-- begin --
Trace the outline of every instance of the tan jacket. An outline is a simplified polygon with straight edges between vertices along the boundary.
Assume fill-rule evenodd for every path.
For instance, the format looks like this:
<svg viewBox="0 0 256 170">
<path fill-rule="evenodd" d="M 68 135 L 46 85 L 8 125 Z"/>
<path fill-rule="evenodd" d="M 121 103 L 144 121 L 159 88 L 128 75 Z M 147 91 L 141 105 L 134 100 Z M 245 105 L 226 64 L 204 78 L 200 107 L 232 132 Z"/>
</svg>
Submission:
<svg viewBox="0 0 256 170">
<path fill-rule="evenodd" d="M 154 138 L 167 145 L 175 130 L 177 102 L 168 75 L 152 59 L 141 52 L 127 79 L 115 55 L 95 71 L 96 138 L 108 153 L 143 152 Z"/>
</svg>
-- end --
-- begin --
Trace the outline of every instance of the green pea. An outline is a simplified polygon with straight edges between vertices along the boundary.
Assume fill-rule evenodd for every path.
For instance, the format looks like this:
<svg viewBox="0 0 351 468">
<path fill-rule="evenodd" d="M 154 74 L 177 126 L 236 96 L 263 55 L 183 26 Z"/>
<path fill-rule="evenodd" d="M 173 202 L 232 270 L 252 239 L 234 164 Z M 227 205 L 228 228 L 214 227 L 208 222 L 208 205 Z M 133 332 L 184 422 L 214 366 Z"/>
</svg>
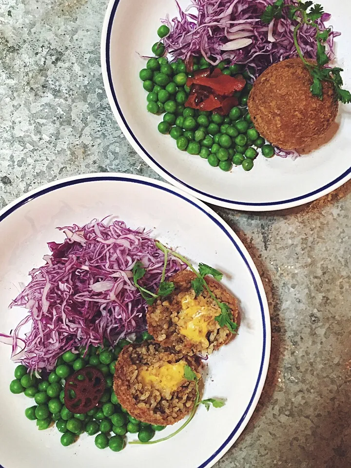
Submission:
-- end --
Task description
Copy word for word every line from the one containing "Trace the outline of every instance of the green" through the one containing "154 74 L 177".

Full answer
Trace the outline of every instance of the green pea. An outline is a simplified polygon with straight edges between vertices along the boundary.
Assume fill-rule evenodd for every path.
For instance, the format looks like this:
<svg viewBox="0 0 351 468">
<path fill-rule="evenodd" d="M 154 74 L 177 126 L 236 96 L 263 55 L 183 26 Z"/>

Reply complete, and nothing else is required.